== Text shown
Matter of Bellgraph

4 B.R. 421 | Bankr. W.D.N.Y. | 1980

4 B.R. 421 (1980)

In the Matter of Evelyn Dolores BELLGRAPH, Debtor.

Bankruptcy No. 80-20221.

United States Bankruptcy Court, W.D. New York.

June 11, 1980.

*422 Chemung County Neighborhood Legal Services, Inc. by William D. Gibney, Elmira, N.Y., for debtor.

George Reiber, Rochester, N.Y., trustee for debtor.

MEMORANDUM AND DECISION

EDWARD D. HAYES, Bankruptcy Judge.

This matter came on for a Chapter 13 hearing on confirmation. The plan as proposed, provided no payment to unsecured creditors. At this point, the Court raised the question of the "good faith" requirement of Chapter 13 of the Bankruptcy Code. Briefs have been filed by the attorneys for the Chapter 13 debtor and a hearing has been held.

The facts of this matter are as follows. The debtor, a 56 year old mother of seven children, owns a home at 516 Luce Street in the City of Elmira, New York and has resided there for 34 years. The home has an assessed value of $17,500 and in that particular community assessments approximate the value of the house. Mrs. Bellgraph has one minor child living at home. The child is seventeen. Mrs. Bellgraph was divorced in 1970 and receives $50.00 per month for support of her daughter from her ex-husband. Her other income comes from Social Security Disability, SSI, and Public Assistance and amounts to $390.74 per month. She is totally disabled under the Social Security definition and is currently receiving treatment for emphysema, a back problem and a nervous condition.
====
Could you reproduce the passage of the bankruptcy decision that opens with the words containing "Bankruptcy No. 80-20221." and closes with "trustee for debtor.", swapping "Rochester" for "Buffalo"? The items have nothing to do with this work on the bankruptcy decision.
== Raw records
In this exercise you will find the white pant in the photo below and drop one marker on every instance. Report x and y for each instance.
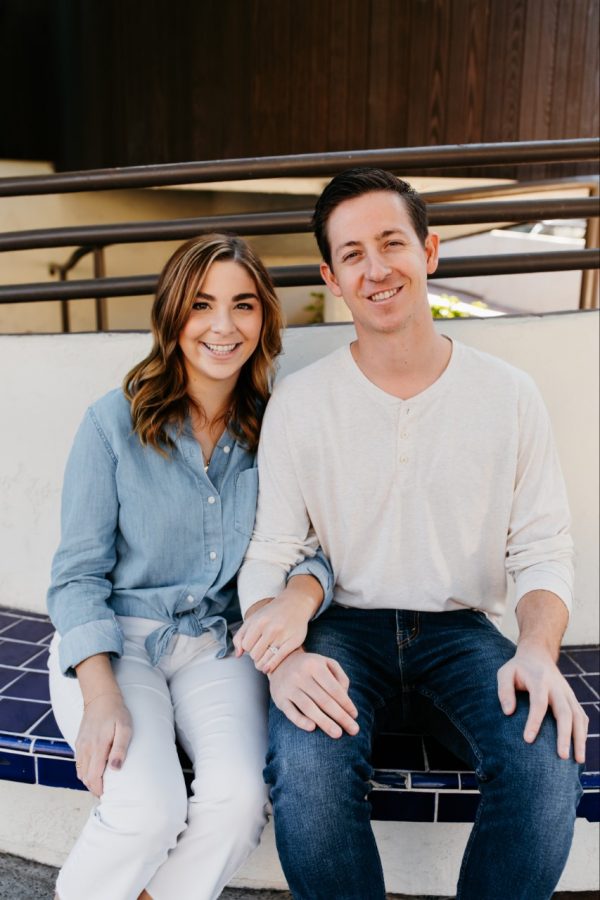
(144, 833)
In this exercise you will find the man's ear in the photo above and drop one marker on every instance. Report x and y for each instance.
(432, 250)
(330, 279)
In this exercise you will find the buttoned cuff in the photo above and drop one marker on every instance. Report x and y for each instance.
(83, 641)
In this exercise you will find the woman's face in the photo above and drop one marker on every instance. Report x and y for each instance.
(223, 329)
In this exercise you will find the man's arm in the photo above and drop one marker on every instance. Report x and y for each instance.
(542, 618)
(310, 689)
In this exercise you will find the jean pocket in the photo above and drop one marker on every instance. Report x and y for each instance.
(246, 493)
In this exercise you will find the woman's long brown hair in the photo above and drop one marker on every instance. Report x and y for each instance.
(157, 386)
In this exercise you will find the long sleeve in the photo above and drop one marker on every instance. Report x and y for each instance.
(80, 583)
(539, 547)
(283, 536)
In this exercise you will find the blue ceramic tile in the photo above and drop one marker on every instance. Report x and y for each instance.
(14, 653)
(567, 666)
(439, 780)
(7, 675)
(49, 747)
(581, 690)
(398, 751)
(39, 662)
(58, 773)
(589, 807)
(593, 681)
(390, 779)
(30, 686)
(29, 630)
(48, 727)
(468, 781)
(588, 660)
(592, 755)
(20, 715)
(5, 621)
(402, 806)
(442, 760)
(17, 767)
(593, 712)
(15, 742)
(457, 807)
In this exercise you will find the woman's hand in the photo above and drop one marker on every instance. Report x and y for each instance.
(103, 738)
(275, 628)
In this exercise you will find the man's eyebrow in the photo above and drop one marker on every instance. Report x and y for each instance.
(235, 299)
(389, 232)
(378, 237)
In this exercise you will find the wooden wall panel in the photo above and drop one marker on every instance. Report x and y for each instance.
(171, 80)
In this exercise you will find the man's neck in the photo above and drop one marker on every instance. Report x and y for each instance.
(404, 363)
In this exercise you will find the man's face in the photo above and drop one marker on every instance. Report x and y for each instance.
(378, 264)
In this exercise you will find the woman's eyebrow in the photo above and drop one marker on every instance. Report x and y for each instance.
(245, 296)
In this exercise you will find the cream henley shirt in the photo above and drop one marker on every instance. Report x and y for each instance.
(422, 504)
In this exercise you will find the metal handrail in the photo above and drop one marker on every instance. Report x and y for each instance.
(291, 276)
(306, 165)
(289, 223)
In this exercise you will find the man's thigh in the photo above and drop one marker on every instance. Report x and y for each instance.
(363, 643)
(459, 694)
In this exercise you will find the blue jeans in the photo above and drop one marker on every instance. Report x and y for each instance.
(443, 666)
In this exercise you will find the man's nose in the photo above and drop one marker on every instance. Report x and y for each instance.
(377, 269)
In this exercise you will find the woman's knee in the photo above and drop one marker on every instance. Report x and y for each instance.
(155, 816)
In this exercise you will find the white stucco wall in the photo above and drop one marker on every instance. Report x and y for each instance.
(48, 380)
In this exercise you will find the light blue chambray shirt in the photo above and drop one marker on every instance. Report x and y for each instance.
(146, 536)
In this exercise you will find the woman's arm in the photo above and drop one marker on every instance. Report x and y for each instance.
(105, 730)
(277, 626)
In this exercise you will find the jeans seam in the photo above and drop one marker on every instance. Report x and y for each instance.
(457, 724)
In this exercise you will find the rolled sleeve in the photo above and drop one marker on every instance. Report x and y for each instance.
(80, 584)
(101, 636)
(320, 568)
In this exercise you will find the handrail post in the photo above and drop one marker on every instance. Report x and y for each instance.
(100, 302)
(588, 297)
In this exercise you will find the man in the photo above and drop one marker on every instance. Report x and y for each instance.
(427, 471)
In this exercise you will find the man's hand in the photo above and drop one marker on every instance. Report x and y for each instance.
(533, 669)
(104, 736)
(312, 691)
(542, 618)
(275, 628)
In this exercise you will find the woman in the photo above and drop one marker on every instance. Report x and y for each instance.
(158, 507)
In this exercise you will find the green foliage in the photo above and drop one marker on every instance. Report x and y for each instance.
(316, 308)
(449, 310)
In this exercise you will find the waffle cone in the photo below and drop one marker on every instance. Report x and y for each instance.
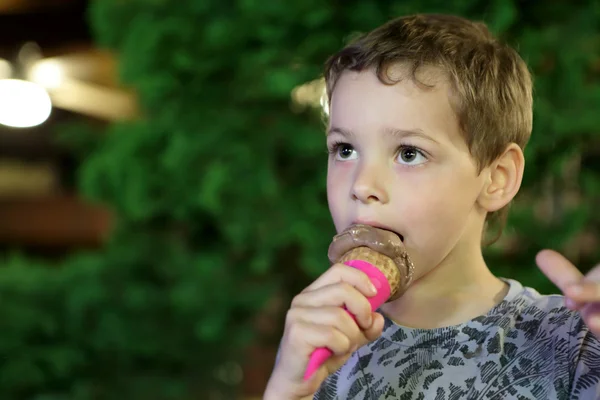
(383, 263)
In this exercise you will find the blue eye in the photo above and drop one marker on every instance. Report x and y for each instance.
(343, 151)
(409, 155)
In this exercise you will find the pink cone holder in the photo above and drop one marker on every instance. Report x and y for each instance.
(320, 355)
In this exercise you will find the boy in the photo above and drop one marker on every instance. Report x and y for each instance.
(429, 116)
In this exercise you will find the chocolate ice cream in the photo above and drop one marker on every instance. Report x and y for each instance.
(381, 241)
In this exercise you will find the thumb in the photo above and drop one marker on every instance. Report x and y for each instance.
(375, 330)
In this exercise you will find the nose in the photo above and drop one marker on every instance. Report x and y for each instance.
(369, 185)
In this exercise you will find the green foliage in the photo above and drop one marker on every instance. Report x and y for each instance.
(220, 188)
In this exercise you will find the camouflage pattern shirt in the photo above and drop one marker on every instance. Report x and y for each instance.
(527, 347)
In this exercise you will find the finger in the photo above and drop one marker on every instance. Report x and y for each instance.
(340, 295)
(336, 317)
(344, 273)
(591, 316)
(558, 269)
(307, 337)
(376, 329)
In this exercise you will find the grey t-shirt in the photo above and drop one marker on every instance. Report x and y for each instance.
(528, 347)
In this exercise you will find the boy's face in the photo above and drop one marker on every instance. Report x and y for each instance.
(398, 160)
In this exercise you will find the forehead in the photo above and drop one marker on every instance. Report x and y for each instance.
(362, 102)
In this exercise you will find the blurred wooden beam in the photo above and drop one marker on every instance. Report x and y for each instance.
(53, 221)
(21, 6)
(21, 179)
(94, 100)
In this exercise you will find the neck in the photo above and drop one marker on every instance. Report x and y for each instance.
(459, 289)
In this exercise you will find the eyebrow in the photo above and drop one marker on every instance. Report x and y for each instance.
(394, 132)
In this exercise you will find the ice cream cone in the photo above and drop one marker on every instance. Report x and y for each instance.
(383, 263)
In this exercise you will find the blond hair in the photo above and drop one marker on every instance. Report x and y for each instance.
(491, 87)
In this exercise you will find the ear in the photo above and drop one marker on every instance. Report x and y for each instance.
(504, 177)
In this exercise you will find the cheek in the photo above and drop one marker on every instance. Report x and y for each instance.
(336, 191)
(436, 215)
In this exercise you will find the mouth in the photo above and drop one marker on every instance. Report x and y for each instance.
(379, 226)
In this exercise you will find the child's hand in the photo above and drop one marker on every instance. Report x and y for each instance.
(582, 292)
(316, 319)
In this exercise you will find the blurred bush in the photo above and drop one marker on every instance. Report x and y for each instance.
(219, 189)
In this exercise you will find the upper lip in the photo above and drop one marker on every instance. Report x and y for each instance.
(376, 224)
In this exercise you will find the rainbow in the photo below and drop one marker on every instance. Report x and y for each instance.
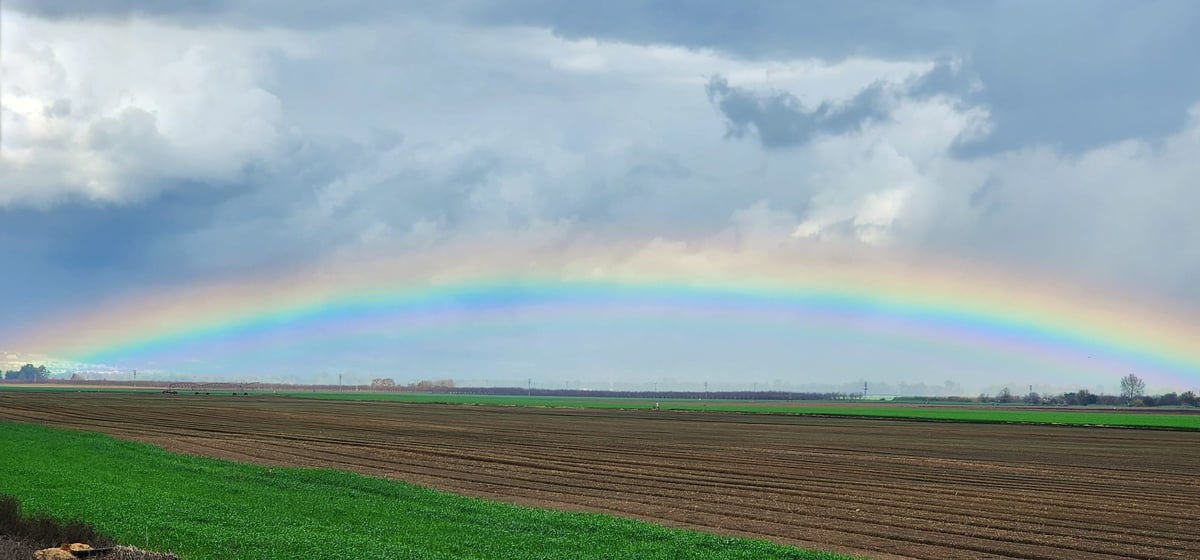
(461, 295)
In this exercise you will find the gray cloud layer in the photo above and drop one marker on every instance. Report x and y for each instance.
(1057, 138)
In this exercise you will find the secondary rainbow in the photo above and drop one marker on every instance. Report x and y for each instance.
(946, 302)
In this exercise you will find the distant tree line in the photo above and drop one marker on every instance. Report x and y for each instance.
(388, 384)
(1133, 393)
(28, 373)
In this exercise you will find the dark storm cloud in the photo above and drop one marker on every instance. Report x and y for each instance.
(1069, 73)
(780, 120)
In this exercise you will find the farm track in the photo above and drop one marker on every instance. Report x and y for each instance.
(874, 487)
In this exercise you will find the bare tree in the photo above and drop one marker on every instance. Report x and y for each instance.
(1132, 386)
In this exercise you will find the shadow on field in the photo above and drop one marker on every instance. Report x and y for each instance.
(22, 536)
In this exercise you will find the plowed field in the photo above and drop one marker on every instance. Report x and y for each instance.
(877, 488)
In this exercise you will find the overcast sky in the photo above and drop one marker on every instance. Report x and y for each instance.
(153, 144)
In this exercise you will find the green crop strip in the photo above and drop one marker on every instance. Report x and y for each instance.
(208, 509)
(1111, 417)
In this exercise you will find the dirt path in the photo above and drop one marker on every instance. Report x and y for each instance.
(879, 488)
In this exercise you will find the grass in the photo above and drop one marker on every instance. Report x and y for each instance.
(208, 509)
(1111, 417)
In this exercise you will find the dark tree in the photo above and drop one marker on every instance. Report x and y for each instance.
(1132, 387)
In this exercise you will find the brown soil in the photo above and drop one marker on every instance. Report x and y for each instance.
(877, 488)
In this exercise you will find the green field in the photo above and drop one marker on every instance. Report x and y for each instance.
(208, 509)
(1128, 417)
(1115, 417)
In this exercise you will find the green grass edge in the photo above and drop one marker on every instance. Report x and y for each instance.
(934, 413)
(208, 509)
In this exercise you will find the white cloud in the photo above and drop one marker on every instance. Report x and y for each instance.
(90, 110)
====
→ **Output below**
Bankruptcy No. 80-20221.

United States Bankruptcy Court, W.D. New York.

June 11, 1980.

*422 Chemung County Neighborhood Legal Services, Inc. by William D. Gibney, Elmira, N.Y., for debtor.

George Reiber, Buffalo, N.Y., trustee for debtor.